#### DIRECTIONS:
Put every line of the items below into a JSON list of strings, one string per line, with blank lines left out. Leave the pictures out.

#### EXERCISE INPUTS:
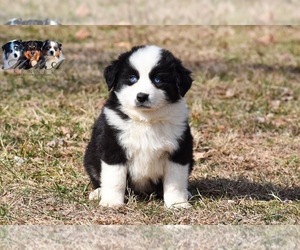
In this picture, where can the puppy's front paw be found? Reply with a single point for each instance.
(179, 205)
(95, 194)
(176, 201)
(111, 203)
(111, 199)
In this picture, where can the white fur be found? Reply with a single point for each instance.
(113, 184)
(175, 185)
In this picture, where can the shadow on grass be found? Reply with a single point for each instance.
(222, 187)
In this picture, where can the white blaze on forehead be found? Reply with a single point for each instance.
(145, 58)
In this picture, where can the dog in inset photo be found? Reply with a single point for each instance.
(52, 55)
(12, 51)
(142, 139)
(32, 52)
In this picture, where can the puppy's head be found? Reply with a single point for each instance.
(12, 49)
(147, 78)
(51, 48)
(32, 46)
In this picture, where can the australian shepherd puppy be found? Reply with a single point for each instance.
(32, 52)
(142, 137)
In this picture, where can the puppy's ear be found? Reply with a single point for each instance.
(110, 74)
(184, 79)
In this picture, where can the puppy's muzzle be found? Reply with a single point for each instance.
(142, 97)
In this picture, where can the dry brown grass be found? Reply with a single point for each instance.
(244, 109)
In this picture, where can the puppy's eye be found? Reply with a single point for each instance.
(156, 80)
(133, 79)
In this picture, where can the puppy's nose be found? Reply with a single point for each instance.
(142, 97)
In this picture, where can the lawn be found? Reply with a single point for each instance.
(244, 112)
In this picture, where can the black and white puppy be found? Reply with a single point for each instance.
(142, 137)
(12, 51)
(51, 48)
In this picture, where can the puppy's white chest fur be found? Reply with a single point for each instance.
(149, 140)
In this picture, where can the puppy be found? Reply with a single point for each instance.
(32, 52)
(51, 48)
(52, 55)
(142, 137)
(12, 51)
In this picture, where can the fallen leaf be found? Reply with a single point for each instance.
(82, 11)
(82, 33)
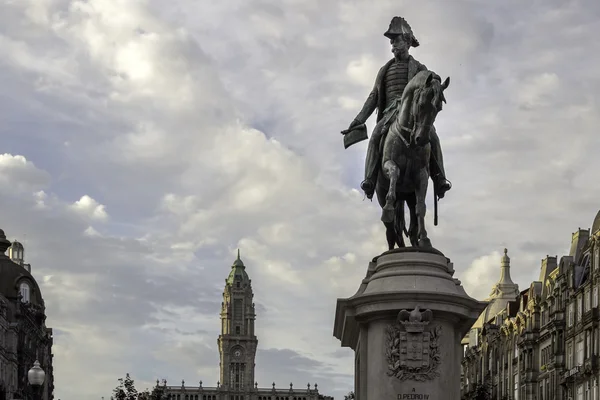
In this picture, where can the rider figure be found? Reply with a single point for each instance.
(385, 96)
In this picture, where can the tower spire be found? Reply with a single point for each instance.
(505, 270)
(238, 261)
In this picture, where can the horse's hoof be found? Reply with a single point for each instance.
(387, 215)
(425, 242)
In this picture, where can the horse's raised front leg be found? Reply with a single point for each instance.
(413, 229)
(392, 171)
(421, 209)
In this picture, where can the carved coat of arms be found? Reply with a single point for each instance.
(411, 348)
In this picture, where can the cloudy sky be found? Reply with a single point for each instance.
(144, 141)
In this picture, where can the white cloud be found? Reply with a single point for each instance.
(201, 138)
(536, 90)
(19, 174)
(363, 70)
(481, 275)
(90, 208)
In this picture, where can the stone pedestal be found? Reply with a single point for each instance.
(405, 325)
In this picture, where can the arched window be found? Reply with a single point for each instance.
(25, 292)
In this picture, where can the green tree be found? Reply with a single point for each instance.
(126, 391)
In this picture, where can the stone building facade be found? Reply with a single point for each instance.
(543, 343)
(237, 345)
(24, 336)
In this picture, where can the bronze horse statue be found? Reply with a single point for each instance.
(404, 174)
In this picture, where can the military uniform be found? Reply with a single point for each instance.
(387, 92)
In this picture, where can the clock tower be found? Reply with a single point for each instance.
(237, 341)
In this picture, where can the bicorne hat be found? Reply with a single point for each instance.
(399, 26)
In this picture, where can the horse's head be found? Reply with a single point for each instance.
(426, 104)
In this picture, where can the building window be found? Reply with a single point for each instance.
(570, 355)
(571, 313)
(588, 303)
(25, 292)
(580, 353)
(238, 309)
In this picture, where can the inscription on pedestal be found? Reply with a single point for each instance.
(413, 396)
(411, 349)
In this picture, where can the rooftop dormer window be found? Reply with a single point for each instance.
(25, 292)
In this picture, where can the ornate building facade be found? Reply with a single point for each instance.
(24, 337)
(542, 343)
(237, 345)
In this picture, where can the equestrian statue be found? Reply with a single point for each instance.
(404, 150)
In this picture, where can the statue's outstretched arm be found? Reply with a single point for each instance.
(369, 106)
(372, 101)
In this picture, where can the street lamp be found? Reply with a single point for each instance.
(36, 377)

#### FINISHED EXERCISE:
[
  "In this picture, where can the puppy's front paw be found? Reply with a single point for each instance.",
  "(179, 205)",
  "(95, 194)",
  "(176, 201)",
  "(111, 203)",
  "(111, 199)",
  "In this picture, where can the white fur be found? Reply with a single point for each instance.",
  "(113, 184)",
  "(175, 185)",
  "In this picture, where can the shadow on grass be found? Reply with a single point for each instance.",
  "(222, 187)",
  "In this picture, where can the white blaze on forehead be found? Reply with a single point for each instance.",
  "(145, 58)",
  "In this picture, where can the dog in inset photo be found? Reply with a single point for each instance.",
  "(52, 55)",
  "(12, 51)",
  "(142, 139)",
  "(32, 52)",
  "In this picture, where can the puppy's head be found? Reply with a single point for each instance.",
  "(12, 49)",
  "(147, 78)",
  "(51, 48)",
  "(32, 46)",
  "In this picture, where can the australian shepherd puppy be found? Reply with a single point for each instance.",
  "(32, 52)",
  "(142, 137)",
  "In this picture, where can the puppy's ear be found? Reply with a single point for each instance.",
  "(110, 74)",
  "(184, 79)",
  "In this picture, where can the puppy's muzzle be found? Reply with a single point for each instance.",
  "(142, 97)",
  "In this picture, where can the dry brown grass be found? Reply with a single point for each instance.",
  "(244, 109)",
  "In this picture, where can the puppy's eye be found? Reply with a single point for each instance.",
  "(156, 80)",
  "(133, 79)",
  "In this picture, where can the puppy's nose be found? Reply with a single point for each instance.",
  "(142, 97)",
  "In this picture, where can the lawn be found? Reply with a single point for each instance.",
  "(244, 112)",
  "In this picture, where can the black and white puppy be found? Reply with a single point for each instance.",
  "(142, 137)",
  "(12, 51)",
  "(51, 48)",
  "In this picture, where can the puppy's white chest fur be found? Reply with a single point for each instance.",
  "(149, 140)",
  "In this picture, where can the puppy be found? Reply with a single point for each instance.",
  "(32, 52)",
  "(51, 48)",
  "(52, 55)",
  "(142, 137)",
  "(12, 51)",
  "In this picture, where can the fallen leaf be found? Reply with a single point for each instance.",
  "(82, 11)",
  "(82, 33)",
  "In this picture, where can the rider figure be found? Reply with a single point for each instance.",
  "(385, 96)",
  "In this picture, where can the tower spire be found? Reply with a single point for each instance.",
  "(505, 270)",
  "(238, 261)",
  "In this picture, where can the horse's hoof be found? Reply with a single point for each instance.",
  "(387, 215)",
  "(425, 242)",
  "In this picture, where can the horse's raised front leg be found? Reply with a single point for each instance.",
  "(413, 229)",
  "(392, 171)",
  "(421, 209)",
  "In this picture, where can the carved coat of arms be found? Reply with a single point for each instance.",
  "(411, 348)",
  "In this picture, where can the cloudy sky be found? Reply with a single point for each instance.",
  "(144, 141)",
  "In this picture, where can the white cloud be found? Reply with a single point for each instance.",
  "(201, 138)",
  "(536, 90)",
  "(19, 174)",
  "(363, 70)",
  "(481, 275)",
  "(90, 208)",
  "In this picture, where can the stone pedestal be found? Reply with a single point for each instance.",
  "(405, 325)",
  "In this picture, where can the arched window be found? Reply with a single point for each instance.",
  "(25, 292)",
  "In this picture, where can the green tree be found? Reply with a single point for each instance.",
  "(126, 391)",
  "In this picture, where can the stone building facade be found? Reply with a single point for each instance.",
  "(543, 343)",
  "(237, 345)",
  "(24, 336)",
  "In this picture, where can the bronze horse statue be found? Reply with a single point for each instance.",
  "(404, 174)",
  "In this picture, where can the military uniform be found? Reply with a single point for each instance.",
  "(387, 92)",
  "In this picture, where can the clock tower be found? Reply with a single point for each instance.",
  "(237, 341)",
  "In this picture, where can the bicorne hat be found? Reply with a single point for each instance.",
  "(399, 26)",
  "In this picture, where can the horse's head be found? Reply with a single point for each instance.",
  "(426, 104)",
  "In this picture, where can the building window be found? Reply with a single point for each instance.",
  "(570, 355)",
  "(571, 313)",
  "(588, 303)",
  "(25, 292)",
  "(580, 353)",
  "(238, 309)",
  "In this picture, where can the inscription on pedestal be found? Reply with a single point for each instance.",
  "(413, 396)",
  "(411, 349)",
  "In this picture, where can the rooftop dormer window be found? Reply with a single point for each instance.",
  "(25, 292)",
  "In this picture, where can the ornate building facade be found? Reply with a single point for each instance.",
  "(24, 337)",
  "(542, 343)",
  "(237, 345)",
  "In this picture, where can the equestrian statue be found? Reply with a single point for each instance.",
  "(404, 150)",
  "In this picture, where can the statue's outstretched arm be found? Reply with a single point for each instance.",
  "(369, 106)",
  "(372, 101)",
  "In this picture, where can the street lamp be found? Reply with a single point for each instance.",
  "(36, 377)"
]